== Text block ==

Answer:
Fh = u*m*g / (cos(θ) - u*sin(θ))
Explanation:
Given:
- The mass of lawnmower = m
- The angle the handle makes with the horizontal = θ
- The force applied along the handle = Fh
- The coefficient of friction of the lawnmower with ground = u
Find:
Find the magnitude, Fh, of the force required to slide the lawnmower over the ground at constant speed by pushing the handle.
Solution:
- Construct a Free Body Diagram (FBD) for the lawnmower.
- Realize that there is horizontal force applied parallel to ground due to Fh that drives the lawnmower and a friction force that opposes this motion. We will use to Newton's law of motion to express these two forces in x-direction as follows:
F_net,x = m*a
- Since, the lawnmower is to move with constant speed then we have a = 0.
F_net,x = 0
- The forces as follows:
Fh*cos(θ) - Ff = 0
Where, Ff is the frictional force:
Fh = Ff /cos(θ)

===

Work to do:
A. Answer these about the lawnmower solution:
(i) What symbol stands for the coefficient of friction of the lawnmower with the ground?
(ii) What value is given for a, since the lawnmower moves with constant speed?
(iii) What kind of diagram does the solution first say to construct for the lawnmower?
B. Copy the lawnmower solution word for word, starting with "- Realize that" and going on through "Fh = Ff /cos(θ)".

== Listed entries ==

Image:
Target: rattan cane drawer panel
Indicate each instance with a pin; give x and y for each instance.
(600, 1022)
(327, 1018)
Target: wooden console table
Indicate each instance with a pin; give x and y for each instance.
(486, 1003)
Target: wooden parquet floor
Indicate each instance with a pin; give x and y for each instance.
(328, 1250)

===
== Listed entries ==

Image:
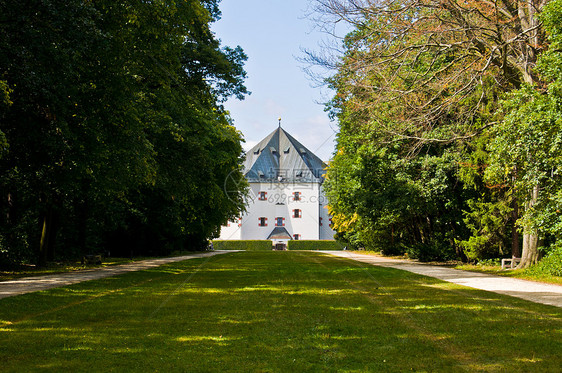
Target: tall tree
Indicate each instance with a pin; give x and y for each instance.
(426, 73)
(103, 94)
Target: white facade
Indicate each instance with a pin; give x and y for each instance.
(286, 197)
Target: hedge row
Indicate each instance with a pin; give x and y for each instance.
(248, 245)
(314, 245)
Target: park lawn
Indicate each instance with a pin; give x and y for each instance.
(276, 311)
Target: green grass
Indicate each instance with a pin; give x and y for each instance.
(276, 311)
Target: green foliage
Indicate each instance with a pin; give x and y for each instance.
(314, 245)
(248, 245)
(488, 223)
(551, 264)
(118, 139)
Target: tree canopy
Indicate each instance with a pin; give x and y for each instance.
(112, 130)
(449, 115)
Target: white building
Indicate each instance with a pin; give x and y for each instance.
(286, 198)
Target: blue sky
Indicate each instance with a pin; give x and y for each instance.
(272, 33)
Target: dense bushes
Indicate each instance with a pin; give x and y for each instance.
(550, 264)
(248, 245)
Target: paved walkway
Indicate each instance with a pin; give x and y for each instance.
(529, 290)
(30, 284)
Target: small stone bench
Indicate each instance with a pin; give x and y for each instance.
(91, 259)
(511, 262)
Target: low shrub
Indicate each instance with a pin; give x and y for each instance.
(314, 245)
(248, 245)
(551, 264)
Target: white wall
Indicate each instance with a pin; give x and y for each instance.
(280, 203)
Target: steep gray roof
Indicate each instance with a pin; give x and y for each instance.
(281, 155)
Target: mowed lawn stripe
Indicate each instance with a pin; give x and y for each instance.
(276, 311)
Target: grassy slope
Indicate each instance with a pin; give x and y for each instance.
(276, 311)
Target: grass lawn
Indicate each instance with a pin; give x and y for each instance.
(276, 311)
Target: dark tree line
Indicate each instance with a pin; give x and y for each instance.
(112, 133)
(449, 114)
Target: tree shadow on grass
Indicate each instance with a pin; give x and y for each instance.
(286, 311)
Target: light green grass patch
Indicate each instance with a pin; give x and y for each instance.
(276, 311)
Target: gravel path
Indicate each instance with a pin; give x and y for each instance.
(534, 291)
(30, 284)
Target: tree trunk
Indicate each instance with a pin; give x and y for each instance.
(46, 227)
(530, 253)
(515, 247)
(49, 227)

===

Responses to the exercise:
A.
(i) u
(ii) a = 0
(iii) A Free Body Diagram (FBD)

B.
- Realize that there is horizontal force applied parallel to ground due to Fh that drives the lawnmower and a friction force that opposes this motion. We will use to Newton's law of motion to express these two forces in x-direction as follows:
F_net,x = m*a
- Since, the lawnmower is to move with constant speed then we have a = 0.
F_net,x = 0
- The forces as follows:
Fh*cos(θ) - Ff = 0
Where, Ff is the frictional force:
Fh = Ff /cos(θ)